┏━━

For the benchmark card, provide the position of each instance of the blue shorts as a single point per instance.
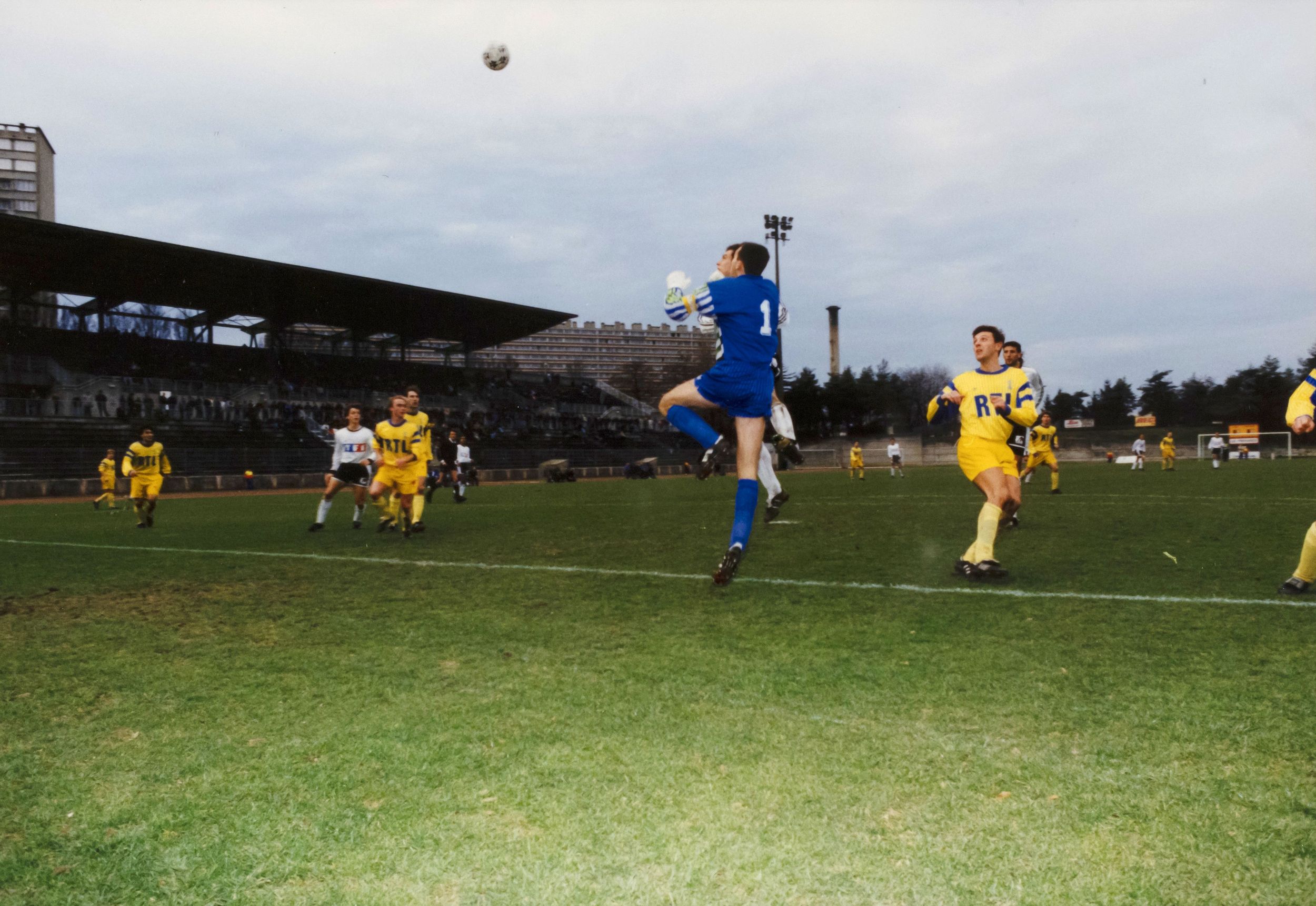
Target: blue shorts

┗━━
┏━━

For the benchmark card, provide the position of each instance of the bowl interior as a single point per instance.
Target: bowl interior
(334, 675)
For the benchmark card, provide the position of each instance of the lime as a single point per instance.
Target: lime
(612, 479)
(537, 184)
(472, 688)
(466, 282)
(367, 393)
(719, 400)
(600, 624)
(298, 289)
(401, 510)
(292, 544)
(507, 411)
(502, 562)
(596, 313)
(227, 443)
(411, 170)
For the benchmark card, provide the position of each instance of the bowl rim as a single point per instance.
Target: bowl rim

┗━━
┏━━

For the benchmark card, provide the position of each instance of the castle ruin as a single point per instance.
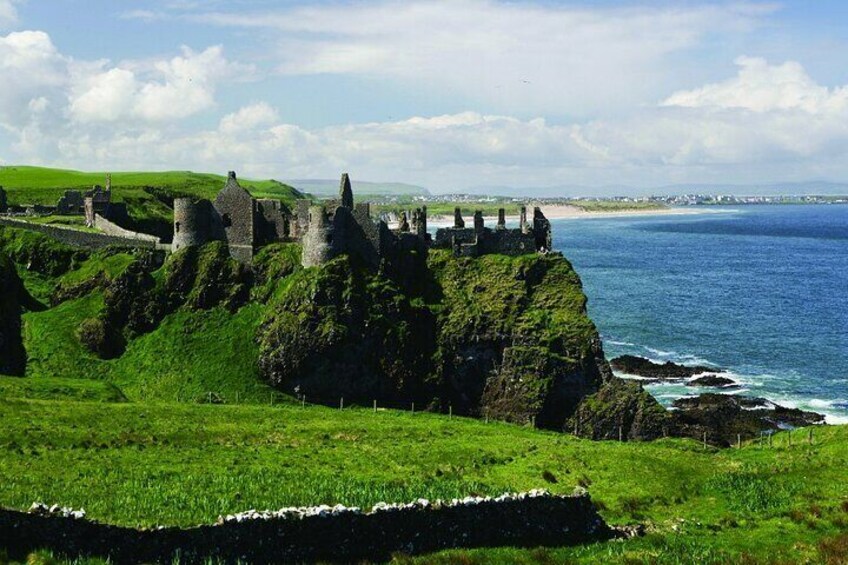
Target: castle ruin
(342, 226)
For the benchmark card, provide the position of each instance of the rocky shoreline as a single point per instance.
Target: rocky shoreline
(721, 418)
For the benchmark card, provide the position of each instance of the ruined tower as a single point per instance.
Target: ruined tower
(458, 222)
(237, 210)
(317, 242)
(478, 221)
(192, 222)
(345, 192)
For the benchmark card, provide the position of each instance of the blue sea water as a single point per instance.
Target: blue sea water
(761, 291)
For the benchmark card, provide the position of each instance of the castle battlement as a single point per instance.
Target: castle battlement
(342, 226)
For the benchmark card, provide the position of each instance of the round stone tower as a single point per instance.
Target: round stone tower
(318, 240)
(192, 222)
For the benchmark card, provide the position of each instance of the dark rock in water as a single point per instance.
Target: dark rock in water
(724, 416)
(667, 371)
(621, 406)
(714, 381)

┗━━

Set problem - Report how many lines in the records above contain the word "shorts". Give only the number.

Full output - 2